• Exercise prompt
Copy the data exactly. No line may be skipped.

▬▬▬▬▬▬▬▬▬▬

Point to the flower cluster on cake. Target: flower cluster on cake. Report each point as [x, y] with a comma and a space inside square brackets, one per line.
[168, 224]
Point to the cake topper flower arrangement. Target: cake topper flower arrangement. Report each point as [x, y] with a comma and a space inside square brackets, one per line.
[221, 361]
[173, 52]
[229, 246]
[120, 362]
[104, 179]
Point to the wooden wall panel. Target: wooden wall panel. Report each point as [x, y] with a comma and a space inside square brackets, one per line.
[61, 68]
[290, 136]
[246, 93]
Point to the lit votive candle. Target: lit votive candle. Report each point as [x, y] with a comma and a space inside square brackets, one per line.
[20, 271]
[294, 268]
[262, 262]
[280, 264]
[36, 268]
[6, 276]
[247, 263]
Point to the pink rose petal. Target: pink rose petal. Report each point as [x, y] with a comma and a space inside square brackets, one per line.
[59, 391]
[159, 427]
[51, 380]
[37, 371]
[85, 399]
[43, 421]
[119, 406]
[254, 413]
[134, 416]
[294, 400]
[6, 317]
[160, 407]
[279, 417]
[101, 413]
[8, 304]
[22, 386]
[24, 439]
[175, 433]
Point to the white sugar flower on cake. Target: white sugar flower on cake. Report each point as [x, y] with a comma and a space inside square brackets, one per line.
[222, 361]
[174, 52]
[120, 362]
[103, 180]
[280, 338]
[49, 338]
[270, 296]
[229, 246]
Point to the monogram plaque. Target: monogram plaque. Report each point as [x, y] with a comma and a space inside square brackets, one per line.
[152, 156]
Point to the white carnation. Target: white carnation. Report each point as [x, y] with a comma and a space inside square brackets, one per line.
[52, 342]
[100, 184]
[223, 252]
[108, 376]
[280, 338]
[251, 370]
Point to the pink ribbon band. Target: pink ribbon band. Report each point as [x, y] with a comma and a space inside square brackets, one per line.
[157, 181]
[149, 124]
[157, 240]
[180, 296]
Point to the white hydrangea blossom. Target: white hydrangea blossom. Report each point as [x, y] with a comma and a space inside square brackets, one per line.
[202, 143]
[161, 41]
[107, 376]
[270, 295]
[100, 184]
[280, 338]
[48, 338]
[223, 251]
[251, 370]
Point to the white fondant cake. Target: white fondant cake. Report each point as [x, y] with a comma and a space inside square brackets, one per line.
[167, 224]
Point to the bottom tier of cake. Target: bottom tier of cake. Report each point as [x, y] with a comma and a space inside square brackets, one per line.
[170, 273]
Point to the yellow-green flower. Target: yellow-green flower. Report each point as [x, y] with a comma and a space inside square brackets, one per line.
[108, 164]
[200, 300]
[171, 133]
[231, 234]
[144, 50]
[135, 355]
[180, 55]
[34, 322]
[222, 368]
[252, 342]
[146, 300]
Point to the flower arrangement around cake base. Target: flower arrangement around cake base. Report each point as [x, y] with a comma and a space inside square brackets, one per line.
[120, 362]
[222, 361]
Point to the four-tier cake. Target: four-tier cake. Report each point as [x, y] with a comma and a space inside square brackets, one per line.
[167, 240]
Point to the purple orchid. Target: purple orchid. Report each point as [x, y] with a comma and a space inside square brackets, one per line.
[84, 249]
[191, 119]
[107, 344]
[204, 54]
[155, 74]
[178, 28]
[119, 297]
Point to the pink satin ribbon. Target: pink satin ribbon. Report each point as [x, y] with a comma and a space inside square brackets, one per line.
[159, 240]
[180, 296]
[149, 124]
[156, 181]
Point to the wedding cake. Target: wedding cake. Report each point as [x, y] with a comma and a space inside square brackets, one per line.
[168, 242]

▬▬▬▬▬▬▬▬▬▬

• Answer area
Point to the flower cluster on cake. Target: flower cluster on cake. Report each point as [x, y] with a comma and a space inside square brackets, one per line.
[168, 224]
Point to the cake topper flower arrangement. Target: cake topper flower arrangement. Report each point as [x, y] with a comma and a space inside square brackets, one per line.
[221, 361]
[173, 52]
[229, 246]
[120, 362]
[104, 179]
Point to the wooden wall panel. Target: wooden wall panel. Report each point as [x, y] with a comma and a space inside square brackets, one per line.
[61, 68]
[290, 136]
[246, 93]
Point to the lit votive candle. Target: lit votive candle. Report each point as [x, y] with a comma and a space inside square brackets, one per line.
[20, 271]
[294, 268]
[262, 262]
[280, 264]
[36, 268]
[6, 276]
[247, 263]
Point to the pink rose petal. Target: pink rose petal. Report each point as [x, y] with a comma and a space inside square brackets, one per line.
[59, 391]
[159, 427]
[51, 380]
[37, 371]
[85, 399]
[43, 421]
[119, 406]
[254, 413]
[134, 416]
[294, 400]
[6, 317]
[160, 407]
[279, 417]
[101, 413]
[8, 304]
[22, 386]
[24, 439]
[175, 433]
Point to the white sugar flower on cake. Target: white sugar flower on cake. Report each point as [x, y] with a comma and a space inside square brackets, one per line.
[222, 361]
[174, 52]
[120, 362]
[103, 180]
[280, 338]
[49, 338]
[270, 296]
[229, 246]
Point to the monogram plaque. Target: monogram plaque. Report each point as [x, y] with a comma and a space inside square brackets, one per line.
[152, 156]
Point to the white carnation. Target: white carnation. Report each point as [x, y] with a comma and a space inside square brackets, one per line.
[52, 342]
[100, 184]
[223, 252]
[108, 376]
[280, 338]
[251, 370]
Point to the pink ribbon band. Target: pink ribbon band. Report each point as [x, y] with a comma and a space inside square brackets, one per line.
[157, 181]
[149, 124]
[157, 240]
[180, 296]
Point to the white hydrangea blossom. Target: white hydrangea blossom. Report each point as [x, y] with a comma and a space inside square brackets, one per line.
[202, 143]
[161, 41]
[107, 376]
[270, 295]
[100, 184]
[280, 338]
[48, 338]
[223, 251]
[251, 370]
Point to the white fondant cake. Target: white fondant cake. Report each point as [x, y] with a comma and a space inside square brackets, one per line.
[167, 224]
Point to the bottom tier of cake. Target: bottom tier of cake. Report each point as [x, y] with a comma and a space inside square brackets, one per line.
[170, 273]
Point to the yellow-green flower. Target: yellow-green flower. Report each point as [x, y] with a comma and a space inside square brackets, one per line.
[108, 164]
[200, 300]
[171, 133]
[231, 234]
[144, 50]
[135, 355]
[180, 55]
[34, 322]
[222, 368]
[252, 342]
[146, 300]
Point to the flower arrangement around cake base. Target: flower arrangement around cake base. Report each point as [x, y] with a comma and a space inside square brackets, one per line.
[120, 362]
[222, 361]
Point to the four-tier cake. Target: four-tier cake. Report each point as [x, y] with a comma and a space inside square brackets, one per line.
[167, 240]
Point to the purple orchid. Target: purple orchid. Report each point as [x, y] with a comma and a space inside square brackets, one per line.
[84, 249]
[191, 119]
[107, 344]
[204, 54]
[155, 74]
[178, 28]
[119, 297]
Point to the pink satin ribbon. Target: pink satin ribbon. Report each point as [x, y] with a comma and a space inside square brackets, one per line.
[159, 240]
[180, 296]
[149, 124]
[156, 181]
Point to the wedding cake. Target: wedding cake. Report each point as [x, y] with a comma and a space inside square brackets, one per line.
[168, 242]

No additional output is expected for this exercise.